Task directions:
Copy the lines from the very first one through the line that contains "[0,87,22,151]", substituting "blossom" for "flower" and leaving everything else unchanged.

[Lines of data]
* * *

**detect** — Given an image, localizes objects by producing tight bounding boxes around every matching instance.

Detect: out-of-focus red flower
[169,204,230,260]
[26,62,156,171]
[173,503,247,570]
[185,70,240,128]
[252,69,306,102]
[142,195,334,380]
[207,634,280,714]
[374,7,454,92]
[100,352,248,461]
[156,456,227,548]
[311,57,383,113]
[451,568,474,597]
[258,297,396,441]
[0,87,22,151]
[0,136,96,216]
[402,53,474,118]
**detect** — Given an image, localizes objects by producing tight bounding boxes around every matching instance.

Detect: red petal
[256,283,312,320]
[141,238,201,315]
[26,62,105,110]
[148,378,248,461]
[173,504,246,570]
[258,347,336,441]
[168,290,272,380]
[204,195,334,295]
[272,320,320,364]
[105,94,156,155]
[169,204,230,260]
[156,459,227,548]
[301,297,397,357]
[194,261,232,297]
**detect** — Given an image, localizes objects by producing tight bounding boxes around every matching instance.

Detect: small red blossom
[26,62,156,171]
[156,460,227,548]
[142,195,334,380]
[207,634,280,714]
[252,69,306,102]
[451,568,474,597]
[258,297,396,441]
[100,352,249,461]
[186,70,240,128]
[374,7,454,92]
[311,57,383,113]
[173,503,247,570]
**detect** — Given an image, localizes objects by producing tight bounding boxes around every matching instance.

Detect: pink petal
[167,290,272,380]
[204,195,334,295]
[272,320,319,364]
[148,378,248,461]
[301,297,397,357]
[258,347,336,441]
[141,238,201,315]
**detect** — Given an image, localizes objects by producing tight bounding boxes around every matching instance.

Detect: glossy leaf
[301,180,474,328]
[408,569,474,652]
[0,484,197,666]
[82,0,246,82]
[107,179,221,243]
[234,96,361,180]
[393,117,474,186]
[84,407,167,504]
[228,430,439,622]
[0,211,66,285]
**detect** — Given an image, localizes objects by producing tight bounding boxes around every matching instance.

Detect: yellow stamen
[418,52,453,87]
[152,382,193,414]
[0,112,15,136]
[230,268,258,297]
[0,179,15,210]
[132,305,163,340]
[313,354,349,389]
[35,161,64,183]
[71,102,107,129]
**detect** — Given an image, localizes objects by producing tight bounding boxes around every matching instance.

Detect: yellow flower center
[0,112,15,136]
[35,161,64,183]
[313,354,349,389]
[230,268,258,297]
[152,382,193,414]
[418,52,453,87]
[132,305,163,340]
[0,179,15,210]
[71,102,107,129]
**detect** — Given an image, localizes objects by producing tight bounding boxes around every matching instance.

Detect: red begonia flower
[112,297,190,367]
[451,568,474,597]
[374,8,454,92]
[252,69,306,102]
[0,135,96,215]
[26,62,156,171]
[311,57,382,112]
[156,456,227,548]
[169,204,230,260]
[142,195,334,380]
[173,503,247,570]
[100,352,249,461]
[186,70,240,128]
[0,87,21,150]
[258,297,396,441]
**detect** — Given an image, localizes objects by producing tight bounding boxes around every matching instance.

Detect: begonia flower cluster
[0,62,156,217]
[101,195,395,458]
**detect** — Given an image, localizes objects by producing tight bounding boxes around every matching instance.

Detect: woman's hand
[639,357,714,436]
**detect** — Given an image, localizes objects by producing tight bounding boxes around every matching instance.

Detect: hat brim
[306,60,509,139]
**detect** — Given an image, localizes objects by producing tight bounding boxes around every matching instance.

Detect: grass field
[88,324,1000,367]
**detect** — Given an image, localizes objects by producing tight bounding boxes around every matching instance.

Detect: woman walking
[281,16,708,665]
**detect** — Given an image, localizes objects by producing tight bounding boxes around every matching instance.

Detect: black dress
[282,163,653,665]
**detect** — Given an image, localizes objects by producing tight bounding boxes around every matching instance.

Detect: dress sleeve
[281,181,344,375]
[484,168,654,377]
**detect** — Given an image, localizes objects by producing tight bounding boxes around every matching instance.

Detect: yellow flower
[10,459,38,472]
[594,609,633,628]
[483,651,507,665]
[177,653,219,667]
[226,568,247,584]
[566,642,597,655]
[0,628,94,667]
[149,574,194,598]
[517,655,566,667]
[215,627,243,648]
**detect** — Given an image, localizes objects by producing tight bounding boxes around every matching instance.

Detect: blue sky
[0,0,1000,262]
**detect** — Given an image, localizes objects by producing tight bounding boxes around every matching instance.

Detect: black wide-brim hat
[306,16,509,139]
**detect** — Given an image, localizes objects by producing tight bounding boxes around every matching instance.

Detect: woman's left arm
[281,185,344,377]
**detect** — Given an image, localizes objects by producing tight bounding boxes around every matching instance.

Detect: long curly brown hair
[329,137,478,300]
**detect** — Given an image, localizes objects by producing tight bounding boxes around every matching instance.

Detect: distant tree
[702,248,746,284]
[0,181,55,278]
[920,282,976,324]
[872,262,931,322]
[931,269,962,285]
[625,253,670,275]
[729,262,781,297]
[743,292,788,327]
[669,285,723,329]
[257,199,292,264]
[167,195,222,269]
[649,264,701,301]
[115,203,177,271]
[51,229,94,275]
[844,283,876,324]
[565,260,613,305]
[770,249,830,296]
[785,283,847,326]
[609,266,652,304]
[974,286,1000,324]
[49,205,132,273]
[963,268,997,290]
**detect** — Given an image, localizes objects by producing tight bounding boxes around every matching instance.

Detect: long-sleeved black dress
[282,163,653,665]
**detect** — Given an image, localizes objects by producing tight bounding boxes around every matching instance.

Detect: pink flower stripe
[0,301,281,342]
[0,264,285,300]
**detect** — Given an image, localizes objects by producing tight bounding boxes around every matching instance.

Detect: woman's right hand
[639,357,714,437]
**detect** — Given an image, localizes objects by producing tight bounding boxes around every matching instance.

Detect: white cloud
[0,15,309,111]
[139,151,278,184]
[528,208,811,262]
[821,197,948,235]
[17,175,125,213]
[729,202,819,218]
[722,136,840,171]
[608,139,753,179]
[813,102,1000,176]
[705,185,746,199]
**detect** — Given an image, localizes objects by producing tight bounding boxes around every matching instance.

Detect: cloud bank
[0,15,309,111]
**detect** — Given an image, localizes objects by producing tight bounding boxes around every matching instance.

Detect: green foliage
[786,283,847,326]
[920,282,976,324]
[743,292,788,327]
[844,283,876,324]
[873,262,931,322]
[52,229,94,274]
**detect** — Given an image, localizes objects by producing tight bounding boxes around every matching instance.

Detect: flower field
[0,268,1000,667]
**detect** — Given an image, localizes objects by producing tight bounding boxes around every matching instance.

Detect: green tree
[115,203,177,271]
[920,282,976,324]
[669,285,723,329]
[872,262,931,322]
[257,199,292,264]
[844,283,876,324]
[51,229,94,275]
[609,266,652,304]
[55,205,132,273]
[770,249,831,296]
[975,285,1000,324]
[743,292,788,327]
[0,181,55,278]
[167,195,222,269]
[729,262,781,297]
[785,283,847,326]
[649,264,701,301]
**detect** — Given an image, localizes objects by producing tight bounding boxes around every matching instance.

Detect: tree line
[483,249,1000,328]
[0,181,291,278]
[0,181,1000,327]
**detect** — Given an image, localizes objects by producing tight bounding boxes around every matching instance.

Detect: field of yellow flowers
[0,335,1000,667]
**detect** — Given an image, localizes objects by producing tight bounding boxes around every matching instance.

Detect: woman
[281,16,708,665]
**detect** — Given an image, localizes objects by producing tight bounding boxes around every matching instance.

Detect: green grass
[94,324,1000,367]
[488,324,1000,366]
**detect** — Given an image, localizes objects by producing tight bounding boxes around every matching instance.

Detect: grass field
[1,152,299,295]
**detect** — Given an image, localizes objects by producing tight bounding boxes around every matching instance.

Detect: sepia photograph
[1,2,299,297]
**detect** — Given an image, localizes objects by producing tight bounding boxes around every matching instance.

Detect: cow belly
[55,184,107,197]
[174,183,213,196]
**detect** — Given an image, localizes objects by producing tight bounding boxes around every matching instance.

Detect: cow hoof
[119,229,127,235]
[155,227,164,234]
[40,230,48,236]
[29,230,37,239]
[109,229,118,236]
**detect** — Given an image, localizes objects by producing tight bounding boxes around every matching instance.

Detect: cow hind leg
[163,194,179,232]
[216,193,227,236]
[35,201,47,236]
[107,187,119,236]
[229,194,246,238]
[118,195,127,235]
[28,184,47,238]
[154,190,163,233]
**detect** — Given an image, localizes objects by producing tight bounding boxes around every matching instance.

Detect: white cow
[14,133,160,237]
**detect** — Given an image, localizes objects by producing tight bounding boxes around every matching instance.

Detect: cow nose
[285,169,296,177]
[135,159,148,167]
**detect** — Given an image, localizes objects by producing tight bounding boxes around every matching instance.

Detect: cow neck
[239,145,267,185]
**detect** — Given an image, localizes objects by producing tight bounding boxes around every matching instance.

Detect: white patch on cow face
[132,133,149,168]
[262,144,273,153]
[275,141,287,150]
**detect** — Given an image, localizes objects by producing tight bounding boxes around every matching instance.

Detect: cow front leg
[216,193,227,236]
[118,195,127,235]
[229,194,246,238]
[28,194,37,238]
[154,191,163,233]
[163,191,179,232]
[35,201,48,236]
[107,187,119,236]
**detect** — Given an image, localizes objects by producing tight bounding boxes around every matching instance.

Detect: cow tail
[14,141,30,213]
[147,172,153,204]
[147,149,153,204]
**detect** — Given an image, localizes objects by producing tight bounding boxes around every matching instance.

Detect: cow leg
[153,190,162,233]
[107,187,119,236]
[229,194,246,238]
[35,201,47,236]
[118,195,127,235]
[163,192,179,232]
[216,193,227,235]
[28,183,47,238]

* * *

The response:
**detect** — Given an image, localizes objects by producing tight bounding boxes around every matching instance.

Detect: out-of-focus red blossom
[169,204,230,260]
[26,62,156,171]
[173,503,247,570]
[185,70,240,128]
[252,69,306,102]
[142,195,334,380]
[207,634,280,714]
[374,7,454,92]
[100,352,248,461]
[156,456,227,548]
[311,57,383,113]
[451,568,474,597]
[258,297,396,441]
[0,87,22,151]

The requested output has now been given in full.